▶ [DATA ENTRIES]
--- Begin ---
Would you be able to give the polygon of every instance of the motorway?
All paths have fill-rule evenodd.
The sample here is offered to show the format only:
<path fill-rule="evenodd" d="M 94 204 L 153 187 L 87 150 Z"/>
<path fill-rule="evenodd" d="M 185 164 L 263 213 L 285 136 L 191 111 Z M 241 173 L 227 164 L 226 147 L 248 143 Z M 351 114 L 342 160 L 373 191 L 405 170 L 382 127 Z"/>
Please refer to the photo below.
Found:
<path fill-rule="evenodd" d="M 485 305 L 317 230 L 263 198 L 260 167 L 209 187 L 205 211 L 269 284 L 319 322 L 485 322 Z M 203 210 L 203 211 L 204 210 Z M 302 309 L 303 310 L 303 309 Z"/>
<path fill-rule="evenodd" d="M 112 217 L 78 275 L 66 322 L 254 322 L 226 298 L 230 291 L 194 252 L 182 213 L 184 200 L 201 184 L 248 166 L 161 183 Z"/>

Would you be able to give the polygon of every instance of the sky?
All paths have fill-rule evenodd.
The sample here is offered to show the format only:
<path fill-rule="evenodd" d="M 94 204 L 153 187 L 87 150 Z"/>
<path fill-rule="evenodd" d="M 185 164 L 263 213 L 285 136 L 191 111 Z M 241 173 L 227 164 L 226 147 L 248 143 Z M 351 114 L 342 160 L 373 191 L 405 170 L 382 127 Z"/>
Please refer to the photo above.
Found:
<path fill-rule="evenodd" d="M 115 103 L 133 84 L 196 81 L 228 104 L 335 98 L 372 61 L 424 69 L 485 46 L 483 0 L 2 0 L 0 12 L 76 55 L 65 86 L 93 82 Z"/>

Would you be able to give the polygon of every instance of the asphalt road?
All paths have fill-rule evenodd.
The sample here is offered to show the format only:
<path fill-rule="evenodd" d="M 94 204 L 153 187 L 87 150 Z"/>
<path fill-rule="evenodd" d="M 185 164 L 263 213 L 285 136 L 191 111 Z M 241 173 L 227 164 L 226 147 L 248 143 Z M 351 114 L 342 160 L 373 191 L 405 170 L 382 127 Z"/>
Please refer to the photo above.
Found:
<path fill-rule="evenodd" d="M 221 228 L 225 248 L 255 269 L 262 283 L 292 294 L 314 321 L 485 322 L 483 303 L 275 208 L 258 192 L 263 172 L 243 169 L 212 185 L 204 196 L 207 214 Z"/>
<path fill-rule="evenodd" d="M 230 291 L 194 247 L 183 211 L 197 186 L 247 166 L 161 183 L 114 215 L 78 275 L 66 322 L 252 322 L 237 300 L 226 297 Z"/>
--- End ---
▶ [REQUIRED WORK]
Reproduce every line from the start of the items through the line containing "112 217 L 78", inclusive, with the requests left unchanged. Scale only the coordinates in the answers by multiplying them by 0.65 and rounding to whole numbers, with halves rounded up; leave the numbers in the requests and their format samples as they are.

▶ [RESULT]
Would you be able to give the polygon of every instance of the motorway?
All paths have fill-rule evenodd.
The sample here is offered to show the format only:
<path fill-rule="evenodd" d="M 94 204 L 153 187 L 87 150 Z"/>
<path fill-rule="evenodd" d="M 185 164 L 263 213 L 285 136 L 191 111 Z M 241 173 L 227 164 L 226 147 L 248 143 Z M 351 114 L 342 160 L 373 191 L 405 170 L 382 127 Z"/>
Please refer to the photo below.
Found:
<path fill-rule="evenodd" d="M 315 198 L 206 150 L 171 129 L 169 109 L 136 122 L 133 137 L 175 185 L 207 209 L 315 209 Z M 132 137 L 132 137 L 133 137 Z M 196 201 L 197 202 L 197 201 Z"/>
<path fill-rule="evenodd" d="M 73 141 L 51 179 L 43 209 L 165 209 L 147 194 L 150 189 L 126 164 L 118 138 L 120 130 L 131 120 L 161 108 L 105 119 Z"/>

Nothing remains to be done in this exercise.